### Work order
An exact reproduction of all the entries is what the answer must contain.

(Records from a data source)
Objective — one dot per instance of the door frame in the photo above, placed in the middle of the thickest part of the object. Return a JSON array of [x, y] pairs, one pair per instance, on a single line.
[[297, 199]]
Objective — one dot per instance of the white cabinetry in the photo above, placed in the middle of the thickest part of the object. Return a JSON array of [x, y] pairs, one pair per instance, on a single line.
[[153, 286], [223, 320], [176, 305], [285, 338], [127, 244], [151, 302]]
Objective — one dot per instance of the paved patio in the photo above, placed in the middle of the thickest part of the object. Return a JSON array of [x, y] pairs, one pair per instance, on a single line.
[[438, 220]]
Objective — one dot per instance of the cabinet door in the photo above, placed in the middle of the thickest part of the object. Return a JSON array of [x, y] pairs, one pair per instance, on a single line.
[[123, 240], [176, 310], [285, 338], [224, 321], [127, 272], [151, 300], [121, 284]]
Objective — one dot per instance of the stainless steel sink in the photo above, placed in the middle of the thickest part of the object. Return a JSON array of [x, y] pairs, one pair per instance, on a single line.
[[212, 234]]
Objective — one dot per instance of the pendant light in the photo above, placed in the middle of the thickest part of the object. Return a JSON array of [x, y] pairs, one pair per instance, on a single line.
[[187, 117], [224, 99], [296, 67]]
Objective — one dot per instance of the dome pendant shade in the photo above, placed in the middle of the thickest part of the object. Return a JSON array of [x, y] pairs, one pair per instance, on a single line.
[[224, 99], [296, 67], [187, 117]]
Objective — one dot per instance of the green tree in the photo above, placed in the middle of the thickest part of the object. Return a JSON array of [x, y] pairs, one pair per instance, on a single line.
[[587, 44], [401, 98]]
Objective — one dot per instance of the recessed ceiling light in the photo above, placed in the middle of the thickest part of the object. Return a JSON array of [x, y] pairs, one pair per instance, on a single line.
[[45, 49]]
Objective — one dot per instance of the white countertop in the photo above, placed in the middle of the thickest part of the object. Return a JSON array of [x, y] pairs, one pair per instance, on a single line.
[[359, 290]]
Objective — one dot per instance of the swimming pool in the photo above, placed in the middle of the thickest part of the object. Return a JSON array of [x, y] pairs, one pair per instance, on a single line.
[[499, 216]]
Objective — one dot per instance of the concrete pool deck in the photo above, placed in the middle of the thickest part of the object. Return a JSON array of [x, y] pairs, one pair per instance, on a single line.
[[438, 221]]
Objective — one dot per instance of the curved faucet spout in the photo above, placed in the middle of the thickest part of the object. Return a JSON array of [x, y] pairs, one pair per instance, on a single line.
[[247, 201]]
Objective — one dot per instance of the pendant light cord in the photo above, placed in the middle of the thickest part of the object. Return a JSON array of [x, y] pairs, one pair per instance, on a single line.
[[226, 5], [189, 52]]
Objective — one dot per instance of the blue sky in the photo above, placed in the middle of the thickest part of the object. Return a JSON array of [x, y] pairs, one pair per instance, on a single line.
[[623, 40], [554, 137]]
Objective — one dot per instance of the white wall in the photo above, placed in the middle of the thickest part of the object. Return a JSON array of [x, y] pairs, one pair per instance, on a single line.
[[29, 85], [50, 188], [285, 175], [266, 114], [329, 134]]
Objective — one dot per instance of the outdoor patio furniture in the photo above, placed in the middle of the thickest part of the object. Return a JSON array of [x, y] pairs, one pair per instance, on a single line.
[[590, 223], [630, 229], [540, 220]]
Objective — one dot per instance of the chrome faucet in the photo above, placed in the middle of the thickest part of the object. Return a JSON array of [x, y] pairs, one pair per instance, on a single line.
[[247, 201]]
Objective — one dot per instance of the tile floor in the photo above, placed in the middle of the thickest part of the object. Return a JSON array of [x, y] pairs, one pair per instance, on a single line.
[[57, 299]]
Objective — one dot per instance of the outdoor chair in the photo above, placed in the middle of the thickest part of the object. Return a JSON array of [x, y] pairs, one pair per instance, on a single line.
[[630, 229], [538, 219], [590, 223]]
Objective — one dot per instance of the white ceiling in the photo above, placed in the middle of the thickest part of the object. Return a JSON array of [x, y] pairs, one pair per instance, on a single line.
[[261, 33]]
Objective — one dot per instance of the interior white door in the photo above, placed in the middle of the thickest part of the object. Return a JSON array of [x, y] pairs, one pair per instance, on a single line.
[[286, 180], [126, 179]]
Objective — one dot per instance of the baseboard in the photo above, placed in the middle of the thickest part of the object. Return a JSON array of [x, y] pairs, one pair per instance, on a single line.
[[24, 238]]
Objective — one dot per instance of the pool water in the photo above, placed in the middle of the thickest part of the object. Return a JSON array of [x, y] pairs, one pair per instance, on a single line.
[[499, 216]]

### Output for this task
Objective — one dot per instance of the door frame in the photo above, placed in the middle of the thickest part of the object. Return a JSON array of [x, y] pairs, one pair per instance, on a single line.
[[297, 199]]
Objective — one dot per instance of the white cabinetry in the photo above, placed in the middle of the thickest part of the object. Return a JSON array of [x, y] pairs, one pair per instance, on a single line.
[[153, 286], [223, 320], [176, 305], [285, 338], [127, 244], [151, 302]]
Objective — one dot per instance of the paved patio in the photo above, placed in the middle of the thickest part of the object. Return a JSON array of [x, y] pairs, one pair per instance, on a single line.
[[438, 220]]
Objective — one dot per instance of the cabinet door in the photo above, placed in the middle of the thickest part of the object. Return a JSON array of [x, y] pairs, one pair per instance, on a single line.
[[123, 240], [176, 310], [285, 338], [224, 321], [127, 272], [151, 300], [121, 284]]
Objective — one dot per instance of the stainless steel sink in the photo above, placed in the middle of the thickest part of the object. Return a JSON array of [x, y] pairs, one pair per instance, on a single line.
[[212, 234]]
Objective — one dot per instance of the pendant light in the photo above, placed in the middle of the thickest part of the object. Return a JSON array of [x, y] pairs, one pair per instance, on a single line.
[[187, 117], [224, 99], [296, 67]]
Objective — one dot per instance of the dome pendant shade in the photo above, placed in the middle of the thickest part of the object. Return a JSON array of [x, y] pairs, one pair per instance, on a single line.
[[224, 99], [296, 67], [187, 117]]
Objective — one dot per instance of the green tree in the photo above, placed in the middle of the thickest part of the object. Return a JSON array of [x, y] pairs, one pair per instance, on a single line.
[[587, 44], [401, 98]]
Objective — one dot per instance of the recessed ceiling light in the photo above, placed in the middle of the thickest part of the object. Return a JSON array of [x, y] pairs, one pair per instance, on a single line.
[[45, 49]]
Objective — one dot per instance of the white countertop in the photo above, placed in the middle of the thickest part of the object. Return a JSON array of [x, y] pairs, one pair per instance, on a single line.
[[359, 290]]
Objective — one dot per instance of the swimming pool in the photo above, placed in the middle of the thickest part of the object. Return a JSON array of [x, y] pairs, one pair per instance, on a single line.
[[499, 216]]
Objective — one dot per instance of the concrete pool deck in the photo above, placed in the middle of the thickest part of the object. Return a JSON array of [x, y] pairs, one pair per instance, on a single line.
[[438, 221]]
Objective — one dot per instance of the curved faucet spout in the photo above, placed in the middle of the thickest part of the object. Return a JSON array of [x, y] pairs, one pair per instance, on a single line.
[[247, 201]]
Objective — one dot per instance of the pendant light cord in the photo above, placed in the middle of the thickest part of the object. Return a JSON array of [x, y] pairs, one pair per instance, on a single line.
[[226, 5], [189, 52]]
Objective — one dot per instance of the blue sky in the photo above, placed in the middle of the thickest part of the object. Return a JSON array of [x, y] pairs, one pair per instance, on a single line.
[[623, 40], [554, 137]]
Objective — one dot per instance of the white wall in the photo above, placed in the middle of the thickest part of the object. Return a JSON array of [x, y] pairs, one pair per instance, on a single line.
[[29, 85], [50, 188], [285, 175], [266, 114], [329, 134]]
Objective — one dot per instance of the outdoor patio furniture in the photo above, placed in the middle of the thickest part of the object. Return a JSON array of [x, y] pairs, one pair per instance, on a single line.
[[590, 223], [630, 229], [540, 220]]
Objective — one dot per instance of the chrome faucet in the photo above, placed in the middle of the thickest part of the object. Return a JSON array of [x, y] pairs, one pair per instance, on a single line.
[[247, 201]]
Objective — one dot per instance of the tile floor in the photo above, placed in the middle of the thickest part of the object. Return a JSON array of [x, y] pairs, one pair per instance, on a single line.
[[57, 299]]
Objective — one dot per instance of the outdoor chair in the photo above, placed in the middle of the thickest part of the object. Return a JSON array of [x, y] pairs, one pair per instance, on a single line.
[[630, 229], [538, 219], [590, 223]]
Objective — one dot per instance of the white ceiling in the photo above, placed in the middle of the thickest part of the object. Return a JSON array of [x, y] pairs, one pair per instance, on a single line.
[[261, 33]]
Objective — one dot per instance of the interior white door in the photo above, placed in the middle of the thickest part of the object. Return a JSON array of [x, y] pairs, one pair per instance, on a single line.
[[286, 180], [126, 179]]
Objective — one dot per instance of the baseboard in the photo above, placed in the middle of the thickest part of the object. Return a JSON array of [x, y] pairs, one pair per instance, on a single line.
[[24, 238]]
Objective — one dot per instance of the pool water in the photo above, placed in the middle of the thickest part of the object. Return a JSON array of [x, y] pairs, one pair per instance, on a single line.
[[499, 216]]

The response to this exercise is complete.